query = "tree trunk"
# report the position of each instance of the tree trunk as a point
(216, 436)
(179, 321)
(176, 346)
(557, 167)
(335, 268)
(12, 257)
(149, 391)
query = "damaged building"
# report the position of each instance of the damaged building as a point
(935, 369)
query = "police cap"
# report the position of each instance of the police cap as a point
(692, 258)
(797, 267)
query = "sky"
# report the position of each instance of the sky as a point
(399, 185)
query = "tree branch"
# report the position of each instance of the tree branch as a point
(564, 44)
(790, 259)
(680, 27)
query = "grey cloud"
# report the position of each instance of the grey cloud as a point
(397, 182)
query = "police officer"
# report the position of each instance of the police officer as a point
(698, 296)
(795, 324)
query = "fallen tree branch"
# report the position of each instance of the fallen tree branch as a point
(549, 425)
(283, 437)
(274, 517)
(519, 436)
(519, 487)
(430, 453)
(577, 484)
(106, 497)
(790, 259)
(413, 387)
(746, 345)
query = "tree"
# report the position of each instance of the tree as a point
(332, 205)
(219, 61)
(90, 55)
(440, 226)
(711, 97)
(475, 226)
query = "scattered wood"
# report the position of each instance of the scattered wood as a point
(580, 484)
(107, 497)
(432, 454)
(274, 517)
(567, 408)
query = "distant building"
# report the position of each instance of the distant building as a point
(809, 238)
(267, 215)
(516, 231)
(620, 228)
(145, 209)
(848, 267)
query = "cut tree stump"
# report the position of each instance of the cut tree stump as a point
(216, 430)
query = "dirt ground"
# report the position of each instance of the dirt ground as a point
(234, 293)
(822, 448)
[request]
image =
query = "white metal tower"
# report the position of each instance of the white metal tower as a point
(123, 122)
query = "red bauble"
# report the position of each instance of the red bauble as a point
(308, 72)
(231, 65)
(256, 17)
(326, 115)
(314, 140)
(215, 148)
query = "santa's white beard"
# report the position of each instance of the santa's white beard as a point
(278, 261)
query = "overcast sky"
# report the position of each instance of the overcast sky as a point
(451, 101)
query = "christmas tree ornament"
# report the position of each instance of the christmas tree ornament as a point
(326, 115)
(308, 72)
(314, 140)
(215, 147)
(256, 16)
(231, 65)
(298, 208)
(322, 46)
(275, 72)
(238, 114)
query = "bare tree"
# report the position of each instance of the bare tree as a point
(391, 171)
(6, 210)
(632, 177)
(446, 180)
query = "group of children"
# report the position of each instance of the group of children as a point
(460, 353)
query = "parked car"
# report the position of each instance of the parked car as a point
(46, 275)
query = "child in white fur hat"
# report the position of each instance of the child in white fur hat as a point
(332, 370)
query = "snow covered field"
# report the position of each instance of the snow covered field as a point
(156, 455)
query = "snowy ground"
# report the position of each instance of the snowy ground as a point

:: DIRECTIONS ::
All of the entries above should be written out again exactly.

:: RESPONSE ::
query = "tree trunk"
# report the position of each instance of the tree trunk as a point
(216, 436)
(179, 321)
(176, 346)
(557, 167)
(335, 268)
(12, 257)
(149, 391)
query = "damaged building"
# report the position of each instance of the damaged building as a point
(935, 369)
query = "police cap"
# report the position of each instance of the police cap as a point
(692, 258)
(797, 267)
query = "sky"
# report the position of each instance of the sky as a point
(399, 185)
query = "tree branch"
# report the position of each instance of the tree branch as a point
(564, 44)
(790, 259)
(680, 27)
query = "grey cloud"
# report the position of each instance of the grey cloud as a point
(397, 182)
query = "police officer"
# report the position of each instance of the police officer as a point
(698, 296)
(795, 324)
query = "fallen tree branch"
# report the position of each instance of the fallen tree branch as a point
(549, 425)
(283, 437)
(274, 517)
(519, 436)
(519, 487)
(430, 453)
(577, 484)
(106, 497)
(790, 259)
(413, 387)
(746, 345)
query = "tree"
# report the position of each instance of the tree as a point
(332, 205)
(219, 61)
(90, 55)
(440, 226)
(711, 97)
(475, 226)
query = "scattered wood"
# report the position of each instance of the scattered wood as a point
(580, 484)
(107, 497)
(432, 454)
(274, 517)
(567, 408)
query = "distant building"
# report the position of each instance of the distant building as a point
(809, 238)
(267, 215)
(516, 231)
(620, 228)
(145, 209)
(848, 267)
query = "cut tree stump"
# report the position of each instance of the cut tree stump as a point
(216, 430)
query = "dirt ground"
# report the position of each instance of the dirt ground as a point
(234, 293)
(822, 448)
[request]
image =
query = "white metal tower"
# report the position of each instance of the white metal tower as a point
(123, 122)
query = "red bauble"
# report the position of each instance of the red bauble as a point
(308, 72)
(231, 65)
(256, 17)
(326, 115)
(314, 140)
(215, 148)
query = "santa's white beard"
# report the position of each instance of the santa's white beard as a point
(278, 261)
query = "overcast sky"
# report the position of each instance of the overcast sky as a point
(451, 101)
query = "christmas tree ornament"
# report the position of each instance of the christmas tree ornament as a point
(326, 115)
(308, 72)
(314, 140)
(215, 147)
(256, 16)
(231, 65)
(298, 208)
(322, 46)
(275, 72)
(238, 114)
query = "bare tree"
# report the position of each instance of the bare tree as a point
(391, 171)
(6, 210)
(632, 177)
(446, 180)
query = "group of children"
# report the position of each instance of the group of children as a point
(460, 353)
query = "parked car"
# report the position of each instance of the parked car as a point
(46, 275)
query = "child in white fur hat"
# report the position of each instance of the child in white fur hat as a point
(332, 370)
query = "snow covered field"
# report the position of each instance of the snow covered field as a point
(156, 455)
query = "snowy ground"
# report the position of each instance of the snowy ground as a point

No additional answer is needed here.